• Consigne A
D'après le texte source, qu'a-t-on trouvé vide aux côtés de Payne ?
• Consigne B
Recopiez dans le texte source le passage qui va de « Le surlendemain du » jusqu'à « ce singulier suicide. ».

==== Texte source

Le surlendemain du jour où avait eu lieu l’enquête ci-dessus, un incident tragique vint augmenter encore les perplexités publiques. Payne, le prétendu de Mary Rogers, fut découvert et ramassé presque sans vie près du bosquet où l’on supposait qu’elle avait dû périr. Une fiole de laudanum, vide à ses côtés, et l’odeur restée à ses lèvres, prouvaient qu’il s’était empoisonné. Il mourut sans parler. Une lettre trouvée sur lui disait que ses regrets et son amour étaient cause de ce singulier suicide.

Mais ce suicide pouvait être le résultat du remords. Payne avait été soupçonné dès les premiers momens, et ne devait sa mise en liberté qu’à un alibi plus ou moins douteux. A défaut de Payne, le meurtre de Mary se pouvait attribuer, soit à son compagnon inconnu, soit aux jeunes gens sans aveu qui les auraient rencontrés dans la profondeur des bois. Qui suspecter ? qui poursuivre ? Tel était le problème dont tous les journaux de New-York s’emparèrent, et qui devint le sujet d’une polémique acharnée.

========
==== Liste fournie

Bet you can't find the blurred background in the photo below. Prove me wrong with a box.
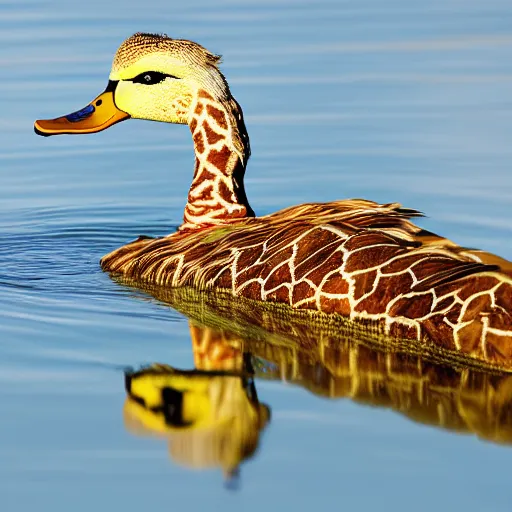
[0,0,512,512]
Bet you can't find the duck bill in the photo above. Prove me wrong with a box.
[34,81,130,137]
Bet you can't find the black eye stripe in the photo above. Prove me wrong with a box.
[128,71,178,85]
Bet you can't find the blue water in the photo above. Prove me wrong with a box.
[0,0,512,512]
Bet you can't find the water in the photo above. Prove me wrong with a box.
[0,0,512,512]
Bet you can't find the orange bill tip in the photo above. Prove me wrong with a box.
[34,89,130,137]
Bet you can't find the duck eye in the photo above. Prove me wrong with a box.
[131,71,177,85]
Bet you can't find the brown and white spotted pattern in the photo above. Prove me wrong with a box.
[102,200,512,363]
[180,90,252,230]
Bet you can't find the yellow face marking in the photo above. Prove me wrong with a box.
[110,53,195,124]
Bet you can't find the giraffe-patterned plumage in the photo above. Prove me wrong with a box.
[36,34,512,363]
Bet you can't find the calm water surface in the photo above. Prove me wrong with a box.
[0,0,512,512]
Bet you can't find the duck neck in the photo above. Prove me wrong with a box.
[179,91,254,230]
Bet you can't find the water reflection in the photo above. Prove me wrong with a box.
[125,289,512,477]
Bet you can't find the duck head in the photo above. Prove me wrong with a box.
[34,33,231,136]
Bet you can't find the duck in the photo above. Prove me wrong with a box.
[34,32,512,366]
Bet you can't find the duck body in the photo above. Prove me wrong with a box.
[35,33,512,368]
[101,200,512,365]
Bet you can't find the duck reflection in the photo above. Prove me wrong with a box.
[124,326,270,485]
[125,290,512,477]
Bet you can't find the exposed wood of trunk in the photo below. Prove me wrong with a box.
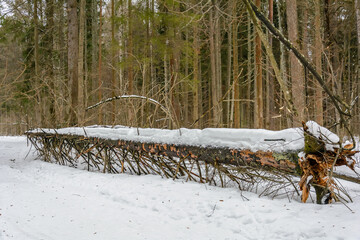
[77,0,85,125]
[67,0,79,125]
[314,1,324,125]
[254,0,264,128]
[286,0,305,124]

========

• Réponse attendue A
Une fiole de laudanum.

• Réponse attendue B
Le surlendemain du jour où avait eu lieu l’enquête ci-dessus, un incident tragique vint augmenter encore les perplexités publiques. Payne, le prétendu de Mary Rogers, fut découvert et ramassé presque sans vie près du bosquet où l’on supposait qu’elle avait dû périr. Une fiole de laudanum, vide à ses côtés, et l’odeur restée à ses lèvres, prouvaient qu’il s’était empoisonné. Il mourut sans parler. Une lettre trouvée sur lui disait que ses regrets et son amour étaient cause de ce singulier suicide.